Texto extraído →

○ ○ ○ ○ ○ ○ ○

A Lei da Liberdade  

28/10/2018

 

Lei e liberdade são temas fundamentais da Ciência do Direito, porque é através de leis que os sistemas jurídicos impõem limites à ação humana, condicionando a liberdade individual para o bem comum.

Existem teorias que pressupõem a existência de várias espécies de leis, especificando as leis divinas, as leis naturais e as leis humanas, as primeiras tratadas pela Teologia, as segundas pela Física e as últimas pelo Direito, umas independentes ou sem ligação direta ou necessária com as outras.

Contudo, superando a referida divisão entre os ramos científicos citados, Teologia, Física e Direito, para a unificação da Ciência, e do conhecimento, é inafastável um conceito de Lei que se aplique, simultaneamente, às aludidas áreas do saber, e esse conceito está ligado à Lei da Liberdade, citada pelo apóstolo Tiago:

Mas quem olhou atentamente para a lei perfeita, que é a lei da liberdade, e continuou não sendo ouvinte de esquecimento, mas sim praticamente de obra – esse será abençoado na prática. Se alguém parece ser religioso, não refreando a língua, mas enganando o seu coração, fútil é a religião dessa pessoa. A religião pura e impoluta diante de Deus Pai é esta: visitar órfãos e viúvas no seu sofrimento; e guardar-se livre da corrupção do mundo” (Ti 1, 25-27).

A lei perfeita, pois, é a Lei da Liberdade, que une Teologia, Física e Direito, porque afeta à religião pura e impoluta diante de Deus, o comportamento conforme a ela altera beneficamente, especialmente em proveito dos necessitados, a realidade material e psíquica do mundo, e isso ocorre dentro de uma visão normativa da sociedade, que define o que constrói e o que corrompe a vida comunitária, o que promove ou contraria a Vida.

○ ○ ○ ○ ○ ○ ○

Registros extraídos →
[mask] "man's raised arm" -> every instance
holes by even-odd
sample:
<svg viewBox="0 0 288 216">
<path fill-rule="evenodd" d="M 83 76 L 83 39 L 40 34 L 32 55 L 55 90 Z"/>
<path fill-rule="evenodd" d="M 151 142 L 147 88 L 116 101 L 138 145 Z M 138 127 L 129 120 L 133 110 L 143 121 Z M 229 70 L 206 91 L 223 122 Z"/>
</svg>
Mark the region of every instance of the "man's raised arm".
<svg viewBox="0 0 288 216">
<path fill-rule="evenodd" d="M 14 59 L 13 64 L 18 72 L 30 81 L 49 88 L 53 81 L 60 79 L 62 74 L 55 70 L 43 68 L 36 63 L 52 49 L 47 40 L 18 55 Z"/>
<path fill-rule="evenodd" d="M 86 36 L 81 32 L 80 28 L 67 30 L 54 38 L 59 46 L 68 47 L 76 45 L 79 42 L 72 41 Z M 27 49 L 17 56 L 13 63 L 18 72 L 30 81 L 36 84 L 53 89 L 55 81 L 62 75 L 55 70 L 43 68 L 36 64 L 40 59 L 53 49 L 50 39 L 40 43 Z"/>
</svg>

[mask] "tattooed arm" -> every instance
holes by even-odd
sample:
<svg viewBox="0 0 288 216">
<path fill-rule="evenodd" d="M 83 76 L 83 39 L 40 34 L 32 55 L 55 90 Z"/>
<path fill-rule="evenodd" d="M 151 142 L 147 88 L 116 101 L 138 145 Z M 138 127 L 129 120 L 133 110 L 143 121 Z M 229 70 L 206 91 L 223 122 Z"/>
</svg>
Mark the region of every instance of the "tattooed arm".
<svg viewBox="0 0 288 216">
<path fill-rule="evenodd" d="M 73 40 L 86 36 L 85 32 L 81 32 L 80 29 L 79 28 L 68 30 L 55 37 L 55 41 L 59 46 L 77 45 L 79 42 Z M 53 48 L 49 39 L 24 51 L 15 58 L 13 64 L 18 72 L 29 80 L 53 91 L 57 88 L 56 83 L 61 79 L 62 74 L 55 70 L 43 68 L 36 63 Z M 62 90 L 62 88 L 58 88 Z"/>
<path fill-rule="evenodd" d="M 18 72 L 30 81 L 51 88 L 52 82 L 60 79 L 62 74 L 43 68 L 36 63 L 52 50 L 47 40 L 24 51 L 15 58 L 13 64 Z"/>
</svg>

○ ○ ○ ○ ○ ○ ○

Instruções da tarefa → Por favor, copie sem alterações o trecho do texto sobre lei e liberdade entre "Lei e liberdade" e "com as outras.", inclusive. O material não tem relação com o texto sobre lei e liberdade.

Resposta do exercício →
Lei e liberdade são temas fundamentais da Ciência do Direito, porque é através de leis que os sistemas jurídicos impõem limites à ação humana, condicionando a liberdade individual para o bem comum.

Existem teorias que pressupõem a existência de várias espécies de leis, especificando as leis divinas, as leis naturais e as leis humanas, as primeiras tratadas pela Teologia, as segundas pela Física e as últimas pelo Direito, umas independentes ou sem ligação direta ou necessária com as outras.